### Exercise requirements
All lines of the data shown below should be output exactly as they stand.

Referring expression pointing data:
Start of Block

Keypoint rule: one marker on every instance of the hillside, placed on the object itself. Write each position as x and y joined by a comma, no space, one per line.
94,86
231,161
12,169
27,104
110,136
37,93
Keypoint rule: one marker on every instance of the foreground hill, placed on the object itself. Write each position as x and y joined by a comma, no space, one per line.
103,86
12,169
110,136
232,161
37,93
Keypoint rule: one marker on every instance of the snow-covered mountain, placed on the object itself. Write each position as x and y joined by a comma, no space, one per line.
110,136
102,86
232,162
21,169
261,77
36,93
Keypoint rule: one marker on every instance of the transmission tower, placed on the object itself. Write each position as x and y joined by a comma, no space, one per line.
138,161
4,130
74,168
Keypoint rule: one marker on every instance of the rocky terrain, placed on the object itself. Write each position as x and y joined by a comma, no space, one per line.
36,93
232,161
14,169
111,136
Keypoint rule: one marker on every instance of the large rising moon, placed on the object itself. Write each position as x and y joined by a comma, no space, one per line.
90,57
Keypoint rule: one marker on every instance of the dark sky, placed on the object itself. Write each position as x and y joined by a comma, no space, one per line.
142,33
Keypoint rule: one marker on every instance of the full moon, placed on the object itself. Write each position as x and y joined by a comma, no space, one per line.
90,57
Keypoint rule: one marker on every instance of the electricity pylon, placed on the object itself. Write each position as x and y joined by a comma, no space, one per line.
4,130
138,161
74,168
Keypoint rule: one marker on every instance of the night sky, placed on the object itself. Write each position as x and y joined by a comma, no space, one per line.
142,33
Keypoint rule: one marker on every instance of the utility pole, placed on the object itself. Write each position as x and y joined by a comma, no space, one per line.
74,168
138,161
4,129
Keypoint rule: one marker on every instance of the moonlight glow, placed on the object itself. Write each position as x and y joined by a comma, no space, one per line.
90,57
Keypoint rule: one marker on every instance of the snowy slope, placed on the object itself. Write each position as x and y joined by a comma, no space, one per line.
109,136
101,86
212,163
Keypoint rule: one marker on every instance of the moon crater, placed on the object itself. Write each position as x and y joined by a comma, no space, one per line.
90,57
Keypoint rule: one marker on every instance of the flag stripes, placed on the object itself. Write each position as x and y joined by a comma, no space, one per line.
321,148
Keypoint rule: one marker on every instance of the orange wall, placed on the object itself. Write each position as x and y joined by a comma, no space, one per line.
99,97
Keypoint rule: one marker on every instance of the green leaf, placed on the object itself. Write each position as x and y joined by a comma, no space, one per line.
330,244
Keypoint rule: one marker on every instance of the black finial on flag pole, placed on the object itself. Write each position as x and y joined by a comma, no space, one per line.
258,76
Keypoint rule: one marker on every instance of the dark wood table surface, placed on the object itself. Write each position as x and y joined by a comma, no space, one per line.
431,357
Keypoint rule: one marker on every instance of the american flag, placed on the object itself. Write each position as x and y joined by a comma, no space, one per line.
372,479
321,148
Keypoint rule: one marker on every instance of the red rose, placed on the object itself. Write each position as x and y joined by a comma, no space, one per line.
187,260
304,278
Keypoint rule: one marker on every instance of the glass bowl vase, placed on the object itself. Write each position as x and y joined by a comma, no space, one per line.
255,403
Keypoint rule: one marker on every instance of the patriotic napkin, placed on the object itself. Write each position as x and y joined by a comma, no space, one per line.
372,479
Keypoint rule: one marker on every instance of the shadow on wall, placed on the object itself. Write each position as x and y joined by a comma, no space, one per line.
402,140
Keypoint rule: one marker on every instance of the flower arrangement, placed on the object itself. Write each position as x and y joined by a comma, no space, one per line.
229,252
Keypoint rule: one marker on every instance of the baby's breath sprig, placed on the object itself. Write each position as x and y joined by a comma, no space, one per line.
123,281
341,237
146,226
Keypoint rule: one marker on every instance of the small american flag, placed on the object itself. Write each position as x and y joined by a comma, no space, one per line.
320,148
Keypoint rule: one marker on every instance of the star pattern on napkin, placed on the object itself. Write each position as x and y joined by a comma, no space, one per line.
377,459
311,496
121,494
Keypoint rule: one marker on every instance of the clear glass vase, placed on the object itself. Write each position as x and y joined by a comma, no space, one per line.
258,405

End of Block

### Exercise result
Keypoint rule: one marker on every instance of the hillside, placed on the object itself. Write each position as x and y joined by a comma, no space, one per line.
94,86
231,161
12,169
27,104
110,136
37,93
Keypoint rule: one marker on every instance of the foreground hill, placed on the object itself. Write each position as x and y joined by a comma, no space, one per line.
103,86
12,169
110,136
232,161
37,93
Keypoint rule: one marker on every instance of the snow-covered mountain, placed on the object itself. Write each position as x and y joined by a comma, no space, one per line.
110,136
102,86
232,162
21,169
261,77
36,93
Keypoint rule: one marker on every instance of the transmission tower, placed on the object itself. Write each position as x and y joined by a comma, no space, one per line.
138,161
4,130
74,168
Keypoint rule: one marker on every instance of the rocky terrain, placed on the object itself. Write each position as x and y joined by a comma, no space, one per line.
36,93
232,161
14,169
111,136
Keypoint rule: one marker on every instance of the large rising moon, placed on the object itself. Write each position as x and y joined by a comma, no space, one per line.
90,57
Keypoint rule: one marker on every instance of the dark sky, placed on the object itself. Write each position as x and y joined by a comma, no space, one per line.
142,33
Keypoint rule: one marker on every instance of the full moon, placed on the object itself. Write each position as x and y joined by a comma, no space, one per line.
90,57
Keypoint rule: one marker on every instance of the electricity pylon, placed on the object itself. Write each position as x and y joined by a comma, no space, one per line.
4,130
138,161
74,168
Keypoint rule: one marker on every instance of the night sky, placed on the object itself. Write each position as x and y joined by a comma, no space, one per line.
142,33
Keypoint rule: one marker on every instance of the utility pole, placed on the object itself. Write each position as x and y joined by a comma, no space, one per line.
74,168
138,161
4,129
Keypoint rule: one marker on every instance of the moonlight glow, placed on the object itself. Write each position as x and y joined by a comma, no space, one per line.
90,57
Keypoint rule: one marker on every instance of the snowy slope, placed on the object itself. Write each position as x and y joined by a comma, no space, one per line.
109,136
101,86
212,163
Keypoint rule: one marker on every instance of the moon crater, placed on the object itself. Write each position as x and y joined by a comma, no space, one per line.
90,57
Keypoint rule: one marker on every instance of the flag stripes, placed on the object itself. Write each position as x and y joined by a comma, no space, one per line.
321,148
Keypoint rule: one marker on every instance of the orange wall, placed on the object itself. Write each position as x and y joined by a comma, no space, one per line.
99,97
Keypoint rule: one marker on every instance of the green leaf, placed on the object itself. Write each position as x and y joined by a comma, no space, one per line.
330,244
Keypoint rule: one marker on every instance of the black finial on flag pole, placed on the object itself. Write each position as x and y joined by a comma, no space, one per line.
258,76
Keypoint rule: one marker on every instance of the dark wood table surface, placed on the object itself. Write each position as x and y joined by a comma, no space, one per line.
431,357
Keypoint rule: one marker on every instance of the american flag, placed on the object itself. Write each position as x and y joined by a comma, no space, one per line.
372,479
321,148
Keypoint rule: one marker on every instance of the red rose, placed on the object itself. Write each position as x and y joined by a comma, no space, one per line.
187,260
304,278
Keypoint rule: one marker on every instance of the glass bowl vase, placed on the object itself. Write each position as x and y joined by a comma, no space, one per line.
255,403
Keypoint rule: one marker on every instance of the patriotic napkin, placed on the object itself. Write each position as x and y joined by a comma, no space, one per line.
372,479
Keypoint rule: one marker on every instance of the shadow on wall, placed on the object itself. Write each position as x and y joined by a comma, no space, one per line.
402,140
Keypoint rule: one marker on every instance of the flower arrangement, placed on the object itself. Write each position as x and y joined by a comma, no space, one per line.
229,252
Keypoint rule: one marker on every instance of the baby's breath sprig, placed on the object itself. Write each position as x and y joined by a comma, no space, one per line.
123,281
341,237
146,226
Keypoint rule: one marker on every instance of the small american flag, placed on the object itself. Write each position as x and y joined by a comma, no space, one per line.
320,148
Keypoint rule: one marker on every instance of the star pattern on napkin, placed on the object itself. Write each position as x and y joined by a comma, no space, one per line.
377,459
311,496
121,494
Keypoint rule: one marker on every instance of the clear glass vase, placed on the object itself. Write each position as x and y joined by a comma, no space, one per line.
258,405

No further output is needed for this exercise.